- SET PROBLEM -
Rewrite all the entries, putting "marker" in place of every "pin" and leaving everything else unchanged.

Dataset rows on where objects appear:
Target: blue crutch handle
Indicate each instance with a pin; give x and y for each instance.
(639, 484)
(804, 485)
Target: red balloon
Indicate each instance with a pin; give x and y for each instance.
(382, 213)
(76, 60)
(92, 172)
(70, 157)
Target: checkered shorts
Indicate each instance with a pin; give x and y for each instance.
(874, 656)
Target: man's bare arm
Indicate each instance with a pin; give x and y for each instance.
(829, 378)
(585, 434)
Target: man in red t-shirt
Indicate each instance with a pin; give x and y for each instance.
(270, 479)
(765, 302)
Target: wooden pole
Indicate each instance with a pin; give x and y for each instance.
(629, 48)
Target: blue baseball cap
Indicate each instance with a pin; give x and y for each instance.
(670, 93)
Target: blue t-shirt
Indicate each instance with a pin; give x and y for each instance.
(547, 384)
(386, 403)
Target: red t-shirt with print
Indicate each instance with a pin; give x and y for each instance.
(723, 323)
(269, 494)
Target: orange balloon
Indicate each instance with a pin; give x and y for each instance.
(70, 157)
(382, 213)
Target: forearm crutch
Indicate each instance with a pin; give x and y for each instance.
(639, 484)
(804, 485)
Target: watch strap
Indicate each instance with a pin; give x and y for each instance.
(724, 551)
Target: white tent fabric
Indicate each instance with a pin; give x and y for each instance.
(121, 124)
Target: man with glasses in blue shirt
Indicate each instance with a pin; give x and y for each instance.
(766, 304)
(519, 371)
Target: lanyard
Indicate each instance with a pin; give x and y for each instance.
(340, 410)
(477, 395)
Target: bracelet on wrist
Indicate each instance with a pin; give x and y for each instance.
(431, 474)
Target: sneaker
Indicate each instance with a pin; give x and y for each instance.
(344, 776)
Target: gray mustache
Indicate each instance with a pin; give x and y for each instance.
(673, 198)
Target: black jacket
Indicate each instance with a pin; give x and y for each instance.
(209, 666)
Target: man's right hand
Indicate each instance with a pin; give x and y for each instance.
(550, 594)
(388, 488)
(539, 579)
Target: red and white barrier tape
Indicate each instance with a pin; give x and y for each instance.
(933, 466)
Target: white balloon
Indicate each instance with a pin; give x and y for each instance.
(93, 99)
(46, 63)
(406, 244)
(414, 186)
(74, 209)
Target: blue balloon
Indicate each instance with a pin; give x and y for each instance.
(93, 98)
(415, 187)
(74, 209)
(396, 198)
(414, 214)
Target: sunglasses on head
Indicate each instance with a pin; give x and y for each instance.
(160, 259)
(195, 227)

- WORKED ANSWER -
Target: blue crutch handle
Indicate each instance with a marker; give x and y for each instance.
(639, 484)
(804, 485)
Target: red balloon
Indicate each instance with a marker; give x and y for each instance.
(382, 213)
(76, 60)
(92, 172)
(70, 157)
Target: checkered shorts
Indicate each instance with a marker; give x and y for each instance.
(874, 656)
Target: man's bare arm
Indicate each instance with a marker; give x and y for each instance.
(829, 378)
(585, 434)
Target: man in red t-shirt
Indicate each instance with a marker; give x and y for each instance.
(270, 479)
(765, 302)
Target: wooden pole
Indicate each instance with a marker; give x and y for each instance.
(629, 48)
Target: blue baseball cap
Indicate each instance with a marker; give x and y for each instance.
(670, 93)
Target: blue t-shirt
Indicate each instance with a marker; give x and y for each instance.
(547, 384)
(386, 403)
Target: red t-shirt with print
Indicate each instance with a marker; give x and y for each instance.
(723, 323)
(269, 494)
Target: orange balloon
Indicate each instance with a marker; give x and y for each instance.
(70, 157)
(382, 213)
Target: forearm crutch
Indicate each instance with a marker; give x and y for each instance.
(639, 484)
(804, 485)
Target: watch strap
Indicate each instance with a marker; give x and y for each instance.
(724, 551)
Target: white tent fabric
Indicate each instance with a marker; give x and y for each instance.
(121, 124)
Target: man with glasses in blue shirt
Indicate each instance with a marker; give x and y for each instance.
(766, 304)
(519, 371)
Target: lanyard
Indicate each instance with a marker; give x and y for each instance.
(340, 410)
(477, 395)
Target: bracelet on wrist
Indicate each instance with a marker; give x and y for each instance.
(431, 474)
Target: sneaker
Indicate each instance with a marker; give x and y for each instance.
(344, 776)
Target: gray mustache
Indicate each instance with a marker; give x and y for each instance.
(673, 198)
Target: black jacket
Indicate each instance with a marker; give x and y for each instance.
(209, 666)
Target: man's right hand
Indicate each instance with a marker; give x and y for each instance.
(550, 594)
(388, 488)
(539, 579)
Target: red and white barrier tape
Indicate each instance with a marker; give x and y for each instance.
(933, 466)
Target: white balloon
Indicate each instance with a marker; give x and y for each instance.
(93, 99)
(46, 63)
(406, 244)
(414, 186)
(74, 209)
Target: blue balloon
Indicate each instance with a marker; give x and y for each instance.
(93, 98)
(415, 187)
(74, 209)
(396, 198)
(414, 214)
Target: sunglasses on head
Indicate each instance with a marker; give x and y for each instance.
(160, 259)
(195, 227)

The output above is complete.